### EXERCISE 1
From the article on the Sedibelo listing, quote the passage starting with "THE listing of" and going on through "financial results presentation.".
### EXERCISE 2
In the article on the Sedibelo listing, how large is Gemfields' stake in Pallinghurst Ivy Lane Capital?
### EXERCISE 3
Carry on the article about the Sedibelo listing from the point where it stops.

### TEXT PASSAGE
Jo’burg listing of SA’s ‘sleeper’ PGM producer Sedibelo waiting on structure unbundling

THE listing of South Africa’s Sedibelo Platinum Mine (SPM) might not take place until the fourth quarter of this year, said Sean Gilbertson, CEO of Gemfields, the UK-listed firm that has a 6.54% indirect stake in SPM.

“It doesn’t sound like there are moves to list Sedibelo in the second quarter. It could be pushed out to the fourth quarter. But we are not in the driving seat,” said Gilbertson. He was responding to questions during Gemfields’ 2020 financial results presentation.

An important precursor to the listing, however, was to simplify SPM’s structure. Gilbertson said this would be done by unbundling the investments held by Pallinghurst Ivy Lane Capital in which Gemfields has a 23.65% stake. This would mean Gemfields had a direct line of investment into SPM.

“The paperwork needs to be done because there are tax consequences. Given there is nothing negative from the tax review this could take 60 to 90 days,” he said.

SPM said last year that it was expanding its Pilanesberg Platinum Mines – the operating enitty that directly held the SPM assets – into contiguous deposits of Sedibelo Central, Magazynskraal, and Kruidfontein.

The properties are known as the “Triple Crown” and have an estimated resource base in excess of 60 million 4PGE ounces – considered one of the world’s largest undeveloped platinum group metal (PGM) deposits, SPM said.

Arne Frandsen, chairman of SPM, said in December that SPM’s listing – which he forecast would be this year – was now appropriate as PGM companies were attracting more realistic valuations.

Fransen today said that “… nothing has changed” in respect of listing plans for SPM. “If we do list this year, it will be at the right time taking both the market conditions and the Covid-19 situation into accounts,” he said.

“We are in the fortunate position that Sedibelo is highly profitable, has a strong net cash position, and can fully fund its exciting expansion program with its own cash and expected cash generation.”


Gemfields reported a $53.4m net earnings (normalised) loss for the 12 months ended December 2020 following a heavily disrupted year in which almost no new auctions of its emeralds or rubies took place. Revenue totalled $34.56m compared to $216.6m in 2019. The outcome was a 7 US cents per share loss compared to 2c earnings in 2019.

### EXCERPTED RECORDS
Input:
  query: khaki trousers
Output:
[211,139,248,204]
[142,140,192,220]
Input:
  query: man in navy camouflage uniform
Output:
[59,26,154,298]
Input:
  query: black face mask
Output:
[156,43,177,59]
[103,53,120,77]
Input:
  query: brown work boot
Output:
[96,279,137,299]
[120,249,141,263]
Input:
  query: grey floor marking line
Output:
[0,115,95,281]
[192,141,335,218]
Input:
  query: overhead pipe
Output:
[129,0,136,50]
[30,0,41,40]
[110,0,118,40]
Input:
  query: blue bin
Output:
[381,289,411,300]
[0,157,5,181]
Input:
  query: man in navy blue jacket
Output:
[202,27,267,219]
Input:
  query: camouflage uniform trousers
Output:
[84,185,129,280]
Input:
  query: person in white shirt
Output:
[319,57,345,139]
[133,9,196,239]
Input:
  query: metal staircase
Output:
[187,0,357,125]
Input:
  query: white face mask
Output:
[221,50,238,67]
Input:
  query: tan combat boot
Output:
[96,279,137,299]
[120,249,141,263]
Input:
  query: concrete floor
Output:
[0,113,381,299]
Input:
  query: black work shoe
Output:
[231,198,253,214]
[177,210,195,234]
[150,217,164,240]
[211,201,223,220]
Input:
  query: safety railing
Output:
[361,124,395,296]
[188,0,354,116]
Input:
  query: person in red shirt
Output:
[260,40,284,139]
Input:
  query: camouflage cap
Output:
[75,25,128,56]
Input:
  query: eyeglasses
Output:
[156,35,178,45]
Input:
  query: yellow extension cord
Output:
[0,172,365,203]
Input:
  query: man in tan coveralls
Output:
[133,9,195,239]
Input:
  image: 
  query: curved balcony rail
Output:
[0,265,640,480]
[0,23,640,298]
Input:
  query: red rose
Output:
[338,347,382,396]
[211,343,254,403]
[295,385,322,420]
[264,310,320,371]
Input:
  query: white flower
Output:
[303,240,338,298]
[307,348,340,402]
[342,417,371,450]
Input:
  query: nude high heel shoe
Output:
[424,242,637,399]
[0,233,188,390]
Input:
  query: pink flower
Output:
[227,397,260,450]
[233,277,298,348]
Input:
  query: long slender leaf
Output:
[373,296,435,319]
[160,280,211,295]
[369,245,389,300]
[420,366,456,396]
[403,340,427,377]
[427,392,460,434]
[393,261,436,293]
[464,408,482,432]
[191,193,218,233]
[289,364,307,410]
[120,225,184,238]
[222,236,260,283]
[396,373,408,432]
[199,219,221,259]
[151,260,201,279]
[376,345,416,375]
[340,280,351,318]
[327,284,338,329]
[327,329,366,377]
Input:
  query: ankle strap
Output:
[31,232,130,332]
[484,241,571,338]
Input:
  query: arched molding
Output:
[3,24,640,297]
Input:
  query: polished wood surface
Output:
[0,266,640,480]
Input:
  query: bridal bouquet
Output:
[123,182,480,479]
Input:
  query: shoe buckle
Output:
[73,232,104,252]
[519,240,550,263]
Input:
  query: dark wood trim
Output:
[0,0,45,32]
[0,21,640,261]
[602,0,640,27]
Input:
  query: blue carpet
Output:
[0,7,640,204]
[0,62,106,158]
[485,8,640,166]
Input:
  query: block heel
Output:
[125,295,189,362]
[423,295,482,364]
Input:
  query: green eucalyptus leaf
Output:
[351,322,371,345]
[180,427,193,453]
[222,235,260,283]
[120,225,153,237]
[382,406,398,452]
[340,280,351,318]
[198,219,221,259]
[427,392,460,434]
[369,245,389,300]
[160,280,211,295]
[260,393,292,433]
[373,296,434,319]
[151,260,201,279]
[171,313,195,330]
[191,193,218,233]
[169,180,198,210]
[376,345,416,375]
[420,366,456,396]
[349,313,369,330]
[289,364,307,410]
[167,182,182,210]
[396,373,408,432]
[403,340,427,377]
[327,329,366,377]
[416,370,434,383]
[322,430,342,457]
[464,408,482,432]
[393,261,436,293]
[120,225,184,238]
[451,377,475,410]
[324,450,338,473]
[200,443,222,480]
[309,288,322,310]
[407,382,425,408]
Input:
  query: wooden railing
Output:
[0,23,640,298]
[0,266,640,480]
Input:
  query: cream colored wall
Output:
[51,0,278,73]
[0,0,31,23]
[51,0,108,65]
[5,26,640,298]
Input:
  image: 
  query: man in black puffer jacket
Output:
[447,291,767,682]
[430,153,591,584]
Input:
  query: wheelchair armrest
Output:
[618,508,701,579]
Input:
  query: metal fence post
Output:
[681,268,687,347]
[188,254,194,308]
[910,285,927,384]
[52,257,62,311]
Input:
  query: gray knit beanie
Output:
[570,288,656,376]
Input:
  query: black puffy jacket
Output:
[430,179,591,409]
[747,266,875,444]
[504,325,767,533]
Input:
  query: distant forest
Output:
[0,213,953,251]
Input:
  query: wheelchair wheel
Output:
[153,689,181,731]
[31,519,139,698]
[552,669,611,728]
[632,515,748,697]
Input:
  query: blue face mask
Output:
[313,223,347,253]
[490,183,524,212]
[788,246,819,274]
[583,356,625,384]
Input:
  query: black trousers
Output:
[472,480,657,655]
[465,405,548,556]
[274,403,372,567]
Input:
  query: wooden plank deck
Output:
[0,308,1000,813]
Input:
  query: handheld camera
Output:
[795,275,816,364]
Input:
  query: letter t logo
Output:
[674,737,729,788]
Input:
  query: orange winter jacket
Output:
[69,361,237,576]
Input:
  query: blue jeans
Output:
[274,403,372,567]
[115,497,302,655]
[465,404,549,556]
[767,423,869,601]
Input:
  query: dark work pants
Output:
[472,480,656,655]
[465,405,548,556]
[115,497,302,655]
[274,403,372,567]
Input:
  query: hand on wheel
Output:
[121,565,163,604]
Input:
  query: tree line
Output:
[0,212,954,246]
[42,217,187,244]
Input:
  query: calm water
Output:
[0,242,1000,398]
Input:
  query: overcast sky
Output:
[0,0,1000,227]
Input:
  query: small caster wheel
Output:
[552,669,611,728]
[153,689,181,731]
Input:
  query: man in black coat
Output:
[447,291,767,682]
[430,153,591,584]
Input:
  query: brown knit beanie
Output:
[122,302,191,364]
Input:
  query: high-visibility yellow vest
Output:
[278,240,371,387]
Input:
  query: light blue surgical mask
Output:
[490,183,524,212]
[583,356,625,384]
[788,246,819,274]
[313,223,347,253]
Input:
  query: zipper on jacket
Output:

### WRITTEN REPLY 1
THE listing of South Africa’s Sedibelo Platinum Mine (SPM) might not take place until the fourth quarter of this year, said Sean Gilbertson, CEO of Gemfields, the UK-listed firm that has a 6.54% indirect stake in SPM.

“It doesn’t sound like there are moves to list Sedibelo in the second quarter. It could be pushed out to the fourth quarter. But we are not in the driving seat,” said Gilbertson. He was responding to questions during Gemfields’ 2020 financial results presentation.

### WRITTEN REPLY 2
23.65%

### WRITTEN REPLY 3
Including exceptional items, the numbers included a $29.6m write-down on its stake in the Sedibelo mine.

Asked why there was an impairment at a time when other PGM companies were being re-rated, Gilbertson said it was “… a result of having introduced financial multiples into the valuation whereas previously it was only on reserves and resources.

“It was not comparable to the peer group … It was loss-making whereas the peer group was profitable and therefore those numbers would wildly throw off any valuation.”

David Lovett, CFO of Gemfields, also indicated the company hadn’t had line of sight in terms of SPM’s performance. “We have to use the best information available to us at that time and therefore, for the first time, financial results are available and therefore comparable to the peer group.”

Frandsen said he was “… unsighted” as to Gemfields’ valuation of its indirect stake in SPM. “Sedibelo has provided no input to how Gemfields value this small, non-core and indirect investment in Sedibelo,” he added.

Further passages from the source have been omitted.